**AUFGABE:**
Stelle die Zeilen des Materials als JSON-Liste von Zeichenketten dar, je Zeile ein Eintrag und ohne Leerzeilen, beginnend mit der ersten Zeile und bis einschließlich der Zeile mit "[703,160,750,367]". Bilder gehören nicht in die Ausgabe.

**AUFGELISTETES MATERIAL:**
● ● ●
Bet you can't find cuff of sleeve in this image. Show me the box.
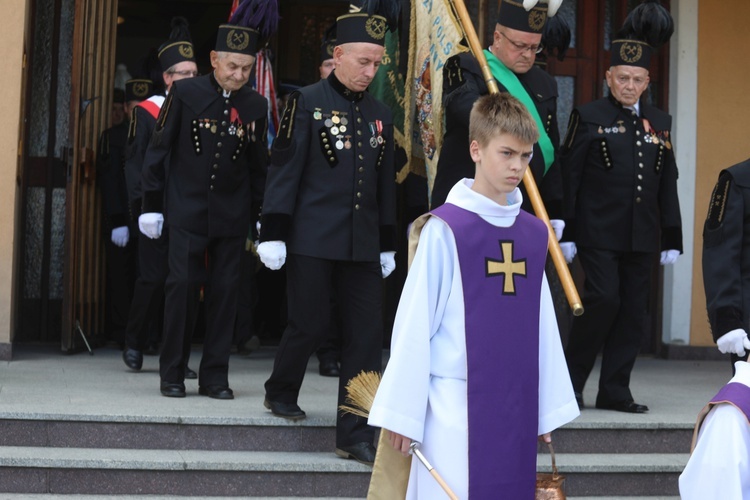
[711,307,745,341]
[143,191,164,214]
[380,226,396,252]
[260,214,292,242]
[560,219,576,241]
[109,214,128,229]
[661,227,682,253]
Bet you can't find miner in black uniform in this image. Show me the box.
[122,17,198,378]
[431,0,564,239]
[258,13,396,463]
[139,13,268,399]
[561,0,682,413]
[96,89,135,343]
[703,160,750,367]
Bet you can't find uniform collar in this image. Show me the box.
[328,70,365,102]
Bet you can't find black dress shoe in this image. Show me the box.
[198,385,234,399]
[336,442,375,465]
[596,399,648,413]
[263,398,307,420]
[122,347,143,370]
[161,382,185,398]
[318,359,341,377]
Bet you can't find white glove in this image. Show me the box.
[380,252,396,278]
[112,226,130,247]
[716,328,750,357]
[258,241,286,271]
[560,241,578,264]
[549,219,565,241]
[138,212,164,240]
[659,250,680,266]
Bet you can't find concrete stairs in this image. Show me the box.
[0,351,728,500]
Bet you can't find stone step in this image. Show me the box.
[0,415,692,453]
[537,453,689,498]
[0,446,688,498]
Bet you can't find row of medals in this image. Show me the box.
[313,109,383,150]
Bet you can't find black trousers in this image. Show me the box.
[159,227,245,387]
[265,254,383,446]
[104,234,137,342]
[125,225,169,351]
[565,247,654,405]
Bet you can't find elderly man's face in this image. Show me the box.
[606,66,649,106]
[333,42,385,92]
[492,24,542,74]
[211,50,255,92]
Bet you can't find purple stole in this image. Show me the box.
[432,204,548,500]
[708,382,750,422]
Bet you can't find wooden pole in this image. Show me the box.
[451,0,583,316]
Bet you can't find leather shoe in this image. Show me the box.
[161,382,185,398]
[198,385,234,399]
[574,392,583,410]
[318,359,340,377]
[263,398,307,420]
[122,347,143,370]
[596,399,648,413]
[336,442,375,465]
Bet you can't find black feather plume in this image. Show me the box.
[169,16,193,43]
[542,16,571,61]
[617,0,674,48]
[229,0,279,39]
[360,0,401,31]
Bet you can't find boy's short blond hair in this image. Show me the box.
[469,92,539,146]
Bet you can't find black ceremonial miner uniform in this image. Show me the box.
[142,73,268,387]
[261,71,396,446]
[97,120,137,342]
[703,160,750,360]
[431,53,562,215]
[561,97,682,405]
[125,96,167,354]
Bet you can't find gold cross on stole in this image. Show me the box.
[485,241,526,295]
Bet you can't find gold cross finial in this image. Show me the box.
[485,241,526,295]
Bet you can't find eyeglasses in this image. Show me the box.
[168,70,200,78]
[498,31,544,54]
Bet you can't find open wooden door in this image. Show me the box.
[61,0,117,352]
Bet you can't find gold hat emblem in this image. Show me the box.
[529,9,547,31]
[177,43,193,59]
[227,30,250,50]
[133,82,148,97]
[365,17,385,40]
[620,42,643,64]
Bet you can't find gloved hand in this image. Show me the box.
[560,241,578,264]
[380,252,396,278]
[716,328,750,357]
[111,226,130,247]
[258,241,286,271]
[659,250,680,266]
[138,212,164,240]
[549,219,565,241]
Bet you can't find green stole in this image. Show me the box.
[484,49,555,174]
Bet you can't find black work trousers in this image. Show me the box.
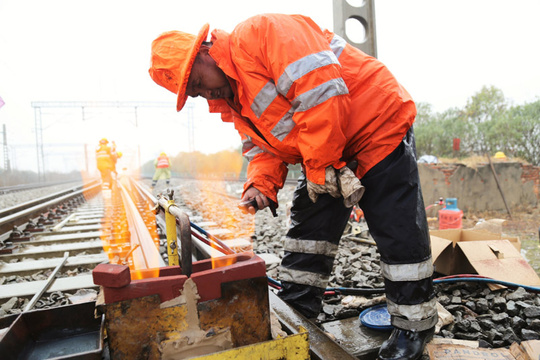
[278,128,436,328]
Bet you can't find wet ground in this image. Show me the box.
[463,207,540,275]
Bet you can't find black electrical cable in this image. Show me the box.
[268,274,540,295]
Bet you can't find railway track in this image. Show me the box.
[0,178,258,313]
[0,178,368,359]
[7,178,540,360]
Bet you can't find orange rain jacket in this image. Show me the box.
[96,145,114,171]
[155,155,169,169]
[208,14,416,202]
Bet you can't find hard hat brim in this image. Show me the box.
[176,24,210,111]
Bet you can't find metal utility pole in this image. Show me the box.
[34,107,45,182]
[2,124,11,172]
[334,0,377,57]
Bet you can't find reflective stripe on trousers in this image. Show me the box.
[279,128,437,330]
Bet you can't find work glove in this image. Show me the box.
[307,166,341,203]
[336,166,366,208]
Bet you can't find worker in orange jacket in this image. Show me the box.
[96,138,116,189]
[152,152,171,188]
[149,14,437,359]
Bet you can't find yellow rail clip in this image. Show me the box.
[164,200,180,266]
[192,326,310,360]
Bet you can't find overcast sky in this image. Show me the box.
[0,0,540,171]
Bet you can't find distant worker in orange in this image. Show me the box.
[96,138,116,189]
[152,152,171,188]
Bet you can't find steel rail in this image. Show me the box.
[0,180,99,218]
[132,179,229,261]
[0,180,80,195]
[0,183,100,241]
[118,181,165,269]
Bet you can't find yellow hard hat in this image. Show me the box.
[494,151,506,159]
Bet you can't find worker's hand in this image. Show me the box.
[238,186,270,215]
[307,166,341,203]
[338,166,366,208]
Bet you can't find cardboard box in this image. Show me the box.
[431,229,540,286]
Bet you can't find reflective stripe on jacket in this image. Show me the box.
[208,14,416,201]
[96,145,114,170]
[156,156,169,168]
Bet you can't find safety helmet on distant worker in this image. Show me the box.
[494,151,506,159]
[148,24,210,111]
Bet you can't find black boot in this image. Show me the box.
[379,327,435,360]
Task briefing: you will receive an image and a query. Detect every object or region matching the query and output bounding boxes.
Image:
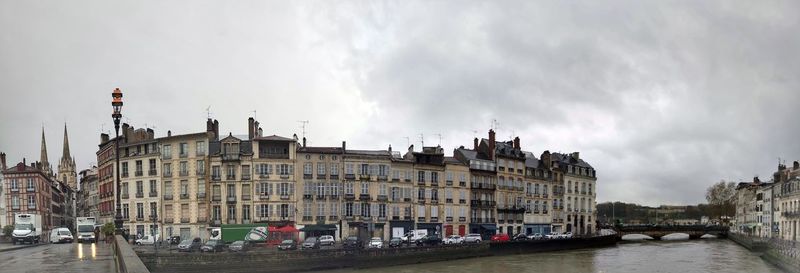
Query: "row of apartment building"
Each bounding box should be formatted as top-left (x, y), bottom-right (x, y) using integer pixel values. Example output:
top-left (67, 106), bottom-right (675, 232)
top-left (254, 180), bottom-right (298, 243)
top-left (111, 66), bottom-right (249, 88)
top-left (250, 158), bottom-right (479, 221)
top-left (79, 118), bottom-right (596, 239)
top-left (735, 161), bottom-right (800, 241)
top-left (0, 125), bottom-right (77, 234)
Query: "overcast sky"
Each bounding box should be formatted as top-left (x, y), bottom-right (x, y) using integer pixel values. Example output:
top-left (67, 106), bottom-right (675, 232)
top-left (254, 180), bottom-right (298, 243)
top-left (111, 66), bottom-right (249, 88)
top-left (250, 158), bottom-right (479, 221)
top-left (0, 0), bottom-right (800, 205)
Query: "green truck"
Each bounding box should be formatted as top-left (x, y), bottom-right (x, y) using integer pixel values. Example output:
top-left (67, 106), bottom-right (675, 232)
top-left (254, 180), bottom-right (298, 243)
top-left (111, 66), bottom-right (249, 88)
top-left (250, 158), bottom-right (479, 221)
top-left (220, 224), bottom-right (269, 244)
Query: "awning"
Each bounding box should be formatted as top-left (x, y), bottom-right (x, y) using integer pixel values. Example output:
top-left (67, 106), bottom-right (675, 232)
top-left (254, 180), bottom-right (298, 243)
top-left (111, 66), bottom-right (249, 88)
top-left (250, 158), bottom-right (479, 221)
top-left (300, 225), bottom-right (336, 232)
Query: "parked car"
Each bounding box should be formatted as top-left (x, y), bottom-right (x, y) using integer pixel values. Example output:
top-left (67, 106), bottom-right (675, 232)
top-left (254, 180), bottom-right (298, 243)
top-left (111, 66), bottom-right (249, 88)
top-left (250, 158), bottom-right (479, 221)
top-left (389, 237), bottom-right (403, 247)
top-left (415, 235), bottom-right (442, 246)
top-left (50, 228), bottom-right (72, 244)
top-left (464, 233), bottom-right (483, 244)
top-left (367, 237), bottom-right (383, 248)
top-left (528, 233), bottom-right (544, 240)
top-left (492, 233), bottom-right (511, 242)
top-left (200, 240), bottom-right (225, 252)
top-left (342, 236), bottom-right (364, 248)
top-left (278, 240), bottom-right (297, 250)
top-left (167, 236), bottom-right (183, 245)
top-left (511, 233), bottom-right (528, 241)
top-left (302, 237), bottom-right (319, 249)
top-left (178, 238), bottom-right (203, 252)
top-left (319, 235), bottom-right (336, 246)
top-left (444, 235), bottom-right (464, 245)
top-left (228, 241), bottom-right (250, 252)
top-left (135, 235), bottom-right (158, 245)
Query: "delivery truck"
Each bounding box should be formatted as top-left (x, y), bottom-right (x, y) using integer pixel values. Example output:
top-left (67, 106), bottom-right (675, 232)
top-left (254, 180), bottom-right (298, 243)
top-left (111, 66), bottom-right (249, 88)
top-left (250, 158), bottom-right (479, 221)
top-left (11, 213), bottom-right (42, 245)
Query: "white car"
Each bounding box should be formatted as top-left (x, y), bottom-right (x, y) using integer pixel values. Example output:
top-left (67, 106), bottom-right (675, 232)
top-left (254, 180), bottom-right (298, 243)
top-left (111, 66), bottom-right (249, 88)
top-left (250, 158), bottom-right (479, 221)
top-left (367, 237), bottom-right (383, 248)
top-left (136, 235), bottom-right (158, 245)
top-left (319, 235), bottom-right (336, 246)
top-left (444, 235), bottom-right (464, 245)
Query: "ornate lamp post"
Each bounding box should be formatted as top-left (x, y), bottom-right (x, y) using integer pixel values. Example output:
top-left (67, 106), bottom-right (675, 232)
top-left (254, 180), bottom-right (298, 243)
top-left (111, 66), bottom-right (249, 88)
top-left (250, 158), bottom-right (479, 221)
top-left (111, 88), bottom-right (123, 235)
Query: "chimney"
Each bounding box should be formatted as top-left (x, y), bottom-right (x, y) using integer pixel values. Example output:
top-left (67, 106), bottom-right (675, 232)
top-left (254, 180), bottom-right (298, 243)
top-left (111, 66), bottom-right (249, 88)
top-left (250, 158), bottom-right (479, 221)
top-left (247, 117), bottom-right (256, 139)
top-left (489, 129), bottom-right (496, 160)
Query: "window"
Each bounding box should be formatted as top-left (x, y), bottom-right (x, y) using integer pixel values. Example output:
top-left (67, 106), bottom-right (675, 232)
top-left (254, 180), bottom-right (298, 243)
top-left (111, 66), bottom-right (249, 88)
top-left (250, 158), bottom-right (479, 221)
top-left (136, 203), bottom-right (144, 219)
top-left (180, 142), bottom-right (189, 157)
top-left (195, 141), bottom-right (206, 156)
top-left (361, 182), bottom-right (369, 194)
top-left (161, 145), bottom-right (172, 159)
top-left (331, 163), bottom-right (339, 175)
top-left (150, 180), bottom-right (158, 194)
top-left (317, 162), bottom-right (326, 175)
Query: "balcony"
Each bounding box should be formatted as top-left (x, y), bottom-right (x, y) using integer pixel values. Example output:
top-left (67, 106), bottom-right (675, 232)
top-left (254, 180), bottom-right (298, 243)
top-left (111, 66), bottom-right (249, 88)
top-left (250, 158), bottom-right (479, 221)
top-left (222, 154), bottom-right (239, 162)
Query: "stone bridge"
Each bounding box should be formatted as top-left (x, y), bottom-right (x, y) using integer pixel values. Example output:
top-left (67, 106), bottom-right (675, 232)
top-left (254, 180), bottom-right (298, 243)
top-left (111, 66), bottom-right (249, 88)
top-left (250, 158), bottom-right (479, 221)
top-left (614, 225), bottom-right (728, 240)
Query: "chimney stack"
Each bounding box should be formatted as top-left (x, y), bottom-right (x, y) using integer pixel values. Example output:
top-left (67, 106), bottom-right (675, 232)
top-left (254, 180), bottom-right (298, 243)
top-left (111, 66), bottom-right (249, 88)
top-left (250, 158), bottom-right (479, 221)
top-left (489, 129), bottom-right (497, 160)
top-left (247, 117), bottom-right (256, 139)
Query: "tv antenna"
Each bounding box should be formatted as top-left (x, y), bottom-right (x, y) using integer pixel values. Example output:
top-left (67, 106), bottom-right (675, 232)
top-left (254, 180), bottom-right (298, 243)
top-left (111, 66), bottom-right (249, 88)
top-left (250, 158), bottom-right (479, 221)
top-left (297, 120), bottom-right (308, 138)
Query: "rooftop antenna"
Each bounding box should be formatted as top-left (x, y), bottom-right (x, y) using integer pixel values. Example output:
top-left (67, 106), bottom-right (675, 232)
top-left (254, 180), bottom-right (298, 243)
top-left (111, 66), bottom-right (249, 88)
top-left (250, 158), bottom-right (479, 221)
top-left (297, 120), bottom-right (308, 138)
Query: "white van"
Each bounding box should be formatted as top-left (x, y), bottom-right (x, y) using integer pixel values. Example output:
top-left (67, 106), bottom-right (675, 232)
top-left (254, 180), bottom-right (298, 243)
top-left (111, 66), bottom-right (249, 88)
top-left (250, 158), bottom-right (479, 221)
top-left (50, 228), bottom-right (73, 244)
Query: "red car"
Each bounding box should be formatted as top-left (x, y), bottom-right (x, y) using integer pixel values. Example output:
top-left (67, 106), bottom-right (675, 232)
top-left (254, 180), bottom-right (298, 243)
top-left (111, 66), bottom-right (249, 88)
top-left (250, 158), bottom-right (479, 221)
top-left (492, 233), bottom-right (511, 242)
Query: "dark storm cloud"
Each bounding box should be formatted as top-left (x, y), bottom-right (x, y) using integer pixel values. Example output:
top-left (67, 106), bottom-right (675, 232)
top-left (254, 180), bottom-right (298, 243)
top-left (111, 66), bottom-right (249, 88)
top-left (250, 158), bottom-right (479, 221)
top-left (0, 1), bottom-right (800, 204)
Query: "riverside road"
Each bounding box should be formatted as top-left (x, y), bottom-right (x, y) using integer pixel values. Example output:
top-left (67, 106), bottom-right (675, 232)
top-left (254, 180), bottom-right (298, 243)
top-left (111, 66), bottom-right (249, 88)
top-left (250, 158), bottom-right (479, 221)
top-left (0, 243), bottom-right (115, 273)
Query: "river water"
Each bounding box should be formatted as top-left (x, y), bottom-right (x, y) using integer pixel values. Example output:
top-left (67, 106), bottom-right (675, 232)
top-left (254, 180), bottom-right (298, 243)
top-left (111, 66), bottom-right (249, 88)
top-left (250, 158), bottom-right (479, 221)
top-left (327, 239), bottom-right (783, 273)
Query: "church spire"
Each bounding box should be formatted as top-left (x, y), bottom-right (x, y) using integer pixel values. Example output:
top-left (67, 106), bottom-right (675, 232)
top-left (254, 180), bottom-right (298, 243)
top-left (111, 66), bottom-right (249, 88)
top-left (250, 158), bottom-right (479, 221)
top-left (61, 123), bottom-right (71, 160)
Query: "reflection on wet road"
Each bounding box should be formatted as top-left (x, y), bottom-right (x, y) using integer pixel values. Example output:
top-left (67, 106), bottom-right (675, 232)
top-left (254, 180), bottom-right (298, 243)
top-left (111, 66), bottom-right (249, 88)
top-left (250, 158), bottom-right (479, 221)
top-left (0, 243), bottom-right (115, 273)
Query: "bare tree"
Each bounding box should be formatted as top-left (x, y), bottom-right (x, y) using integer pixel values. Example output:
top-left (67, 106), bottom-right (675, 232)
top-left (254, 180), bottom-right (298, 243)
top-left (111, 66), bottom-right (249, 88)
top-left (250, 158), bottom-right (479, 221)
top-left (706, 180), bottom-right (736, 220)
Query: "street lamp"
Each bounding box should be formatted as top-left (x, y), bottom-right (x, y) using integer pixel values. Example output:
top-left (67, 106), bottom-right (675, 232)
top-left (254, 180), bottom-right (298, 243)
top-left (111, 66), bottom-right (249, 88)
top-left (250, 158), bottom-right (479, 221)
top-left (111, 88), bottom-right (123, 235)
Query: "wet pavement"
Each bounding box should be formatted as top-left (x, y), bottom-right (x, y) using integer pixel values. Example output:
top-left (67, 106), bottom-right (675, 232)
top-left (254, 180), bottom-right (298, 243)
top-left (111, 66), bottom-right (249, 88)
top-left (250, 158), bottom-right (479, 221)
top-left (0, 243), bottom-right (116, 273)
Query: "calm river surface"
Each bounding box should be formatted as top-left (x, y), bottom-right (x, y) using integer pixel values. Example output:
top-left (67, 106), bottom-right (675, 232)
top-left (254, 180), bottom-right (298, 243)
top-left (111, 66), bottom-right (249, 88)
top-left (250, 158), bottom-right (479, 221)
top-left (326, 239), bottom-right (783, 273)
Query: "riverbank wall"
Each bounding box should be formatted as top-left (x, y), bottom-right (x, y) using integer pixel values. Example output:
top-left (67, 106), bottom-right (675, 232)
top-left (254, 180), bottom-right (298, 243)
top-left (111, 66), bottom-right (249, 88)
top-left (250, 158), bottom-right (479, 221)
top-left (728, 233), bottom-right (800, 272)
top-left (139, 236), bottom-right (616, 273)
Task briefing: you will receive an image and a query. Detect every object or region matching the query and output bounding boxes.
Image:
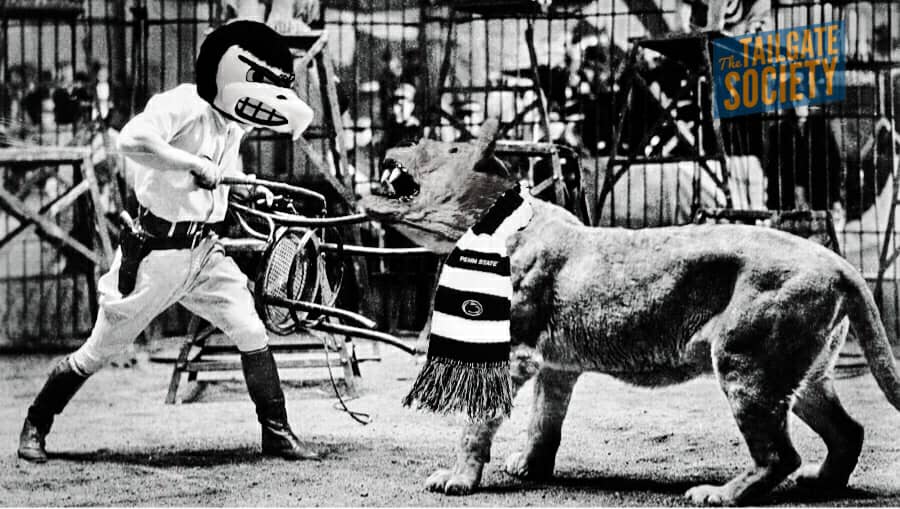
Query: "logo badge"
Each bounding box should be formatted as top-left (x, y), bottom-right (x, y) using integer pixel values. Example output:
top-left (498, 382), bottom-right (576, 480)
top-left (462, 299), bottom-right (484, 318)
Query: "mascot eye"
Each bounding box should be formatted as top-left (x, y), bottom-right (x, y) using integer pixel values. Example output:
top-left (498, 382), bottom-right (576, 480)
top-left (247, 68), bottom-right (266, 83)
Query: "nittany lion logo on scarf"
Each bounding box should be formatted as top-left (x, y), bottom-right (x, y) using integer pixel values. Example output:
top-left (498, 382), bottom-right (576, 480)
top-left (404, 186), bottom-right (534, 418)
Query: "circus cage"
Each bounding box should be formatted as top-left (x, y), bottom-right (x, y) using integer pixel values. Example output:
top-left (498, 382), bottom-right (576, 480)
top-left (0, 0), bottom-right (900, 350)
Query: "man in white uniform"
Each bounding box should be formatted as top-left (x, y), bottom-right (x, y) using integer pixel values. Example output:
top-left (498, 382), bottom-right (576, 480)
top-left (18, 21), bottom-right (318, 462)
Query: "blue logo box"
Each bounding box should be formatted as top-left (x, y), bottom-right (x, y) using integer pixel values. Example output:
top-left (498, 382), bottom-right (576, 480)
top-left (711, 21), bottom-right (846, 118)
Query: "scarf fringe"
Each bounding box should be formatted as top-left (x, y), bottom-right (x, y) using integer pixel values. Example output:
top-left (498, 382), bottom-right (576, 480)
top-left (403, 358), bottom-right (513, 421)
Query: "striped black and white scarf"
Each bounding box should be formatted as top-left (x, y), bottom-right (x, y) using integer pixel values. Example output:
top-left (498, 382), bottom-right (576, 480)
top-left (403, 186), bottom-right (533, 419)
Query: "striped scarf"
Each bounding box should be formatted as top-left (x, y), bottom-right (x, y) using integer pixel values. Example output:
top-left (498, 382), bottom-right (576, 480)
top-left (403, 186), bottom-right (533, 419)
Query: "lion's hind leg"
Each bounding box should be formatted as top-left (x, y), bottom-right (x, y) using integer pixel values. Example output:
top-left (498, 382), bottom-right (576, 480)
top-left (793, 320), bottom-right (863, 490)
top-left (793, 378), bottom-right (863, 490)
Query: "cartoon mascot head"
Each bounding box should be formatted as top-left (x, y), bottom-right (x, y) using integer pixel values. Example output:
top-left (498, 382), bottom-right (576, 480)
top-left (195, 20), bottom-right (313, 139)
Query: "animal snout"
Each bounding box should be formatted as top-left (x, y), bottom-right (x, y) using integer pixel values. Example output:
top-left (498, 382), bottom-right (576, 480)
● ● ●
**LÖSUNG ZUR AUFGABE:**
[
  "Bet you can't find cuff of sleeve in this image. Show me the box.",
  "[711,307,745,341]",
  "[143,191,164,214]",
  "[380,226,396,252]",
  "[260,214,292,242]",
  "[560,219,576,241]",
  "[109,214,128,229]",
  "[661,227,682,253]",
  "Bet you can't find miner in black uniform in this image. Show me the box.",
  "[122,17,198,378]",
  "[431,0,564,239]",
  "[258,13,396,463]",
  "[139,13,268,399]",
  "[561,0,682,413]",
  "[96,89,135,343]",
  "[703,160,750,367]"
]